» Testo proposto:
#####
Talebi Darestani ha dichiarato che la partecipazione alla clinica sarà facoltativa, e che il programma intende promuovere “dignità, modestia, castità e hijab” nella società. Tuttavia, a seguito dell'arresto della studentessa iraniana Ahou Daryaei, si teme che dietro l’apertura della clinica si possa nascondere l’ennesimo tentativo di reprimere il dissenso femminile attraverso la coercizione psicologica.
Iran: reazioni contrarie
La proposta ha già provocato un’ondata di reazioni. Il The Guardian riporta le parole di Sima Sabet, giornalista iraniana residente nel Regno Unito e sopravvissuta a un attentato nel 2022, che ha definito la mossa «vergognosa e agghiacciante». Secondo lei, l’apertura di cliniche per “curare” chi rifiuta di indossare l’hijab rappresenta un’azione intimidatoria per separare dalla società chi non si conforma all’ideologia dominante.
#####
» Problemi da risolvere:
(1) Trascrivi parola per parola il brano sulla clinica iraniana per l'hijab, da «Iran: reazioni contrarie» fino a «conforma all’ideologia dominante.» compreso.
(2) Porta avanti il testo sulla clinica iraniana per l'hijab, partendo subito dopo la sua ultima frase.
L'elenco qui sotto proviene da un'altra fonte.

» Blocco dati:
#####
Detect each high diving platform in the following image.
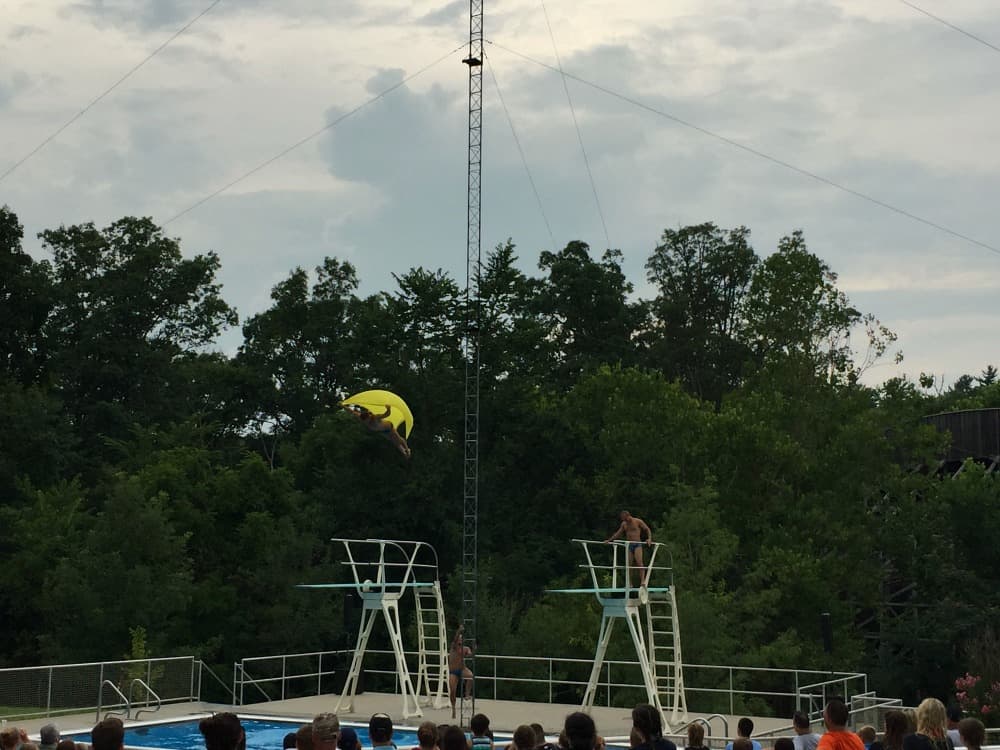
#####
» Raccolta delle risposte:
(1)
Iran: reazioni contrarie
La proposta ha già provocato un’ondata di reazioni. Il The Guardian riporta le parole di Sima Sabet, giornalista iraniana residente nel Regno Unito e sopravvissuta a un attentato nel 2022, che ha definito la mossa «vergognosa e agghiacciante». Secondo lei, l’apertura di cliniche per “curare” chi rifiuta di indossare l’hijab rappresenta un’azione intimidatoria per separare dalla società chi non si conforma all’ideologia dominante.

(2)
Anche l’avvocato iraniano per i diritti umani Hossein Raeesi ha condannato l’iniziativa, sostenendo che essa non trova riscontro né nella legge islamica né in quella iraniana. Raeesi ha evidenziato la gravità del fatto che la proposta provenga dal Dipartimento Donne e Famiglia del Quartier Generale per la Promozione della Virtù e la Prevenzione del Vizio, un ente governativo sotto l’autorità diretta del leader supremo, Ali Khamenei, già oggetto di sanzioni da parte del Regno Unito e di altri Paesi per violazioni dei diritti umani.
Secondo quanto riportato dal Telegraph, lo sfruttamento dei trattamenti psichiatrici per silenziare il dissenso è stato denunciato anche da quattro associazioni psichiatriche iraniane che, l’anno scorso, hanno pubblicato una dichiarazione congiunta. «La diagnosi di disturbi mentali è di competenza di uno psichiatra, non di un giudice, proprio come la diagnosi di altre malattie è di competenza dei medici», hanno scritto in una lettera al presidente della Corte Suprema iraniana, Gholamhossein Mohseni Ejei.
Le donne perseguitate
La notizia della clinica per la rimozione dell’hijab arriva in un contesto già segnato dall’arresto di una studentessa universitaria, che è stata internata in una struttura psichiatrica per essersi spogliata fino alla biancheria intima a Teheran come protesta contro le molestie subite dalle guardie di sicurezza del campus. Amnesty International e altri gruppi per i diritti umani denunciano l’uso sistematico di tortura, farmaci forzati e trattamenti psichiatrici coercitivi contro manifestanti e dissidenti politici etichettati come “mentalmente instabili” dalle autorità.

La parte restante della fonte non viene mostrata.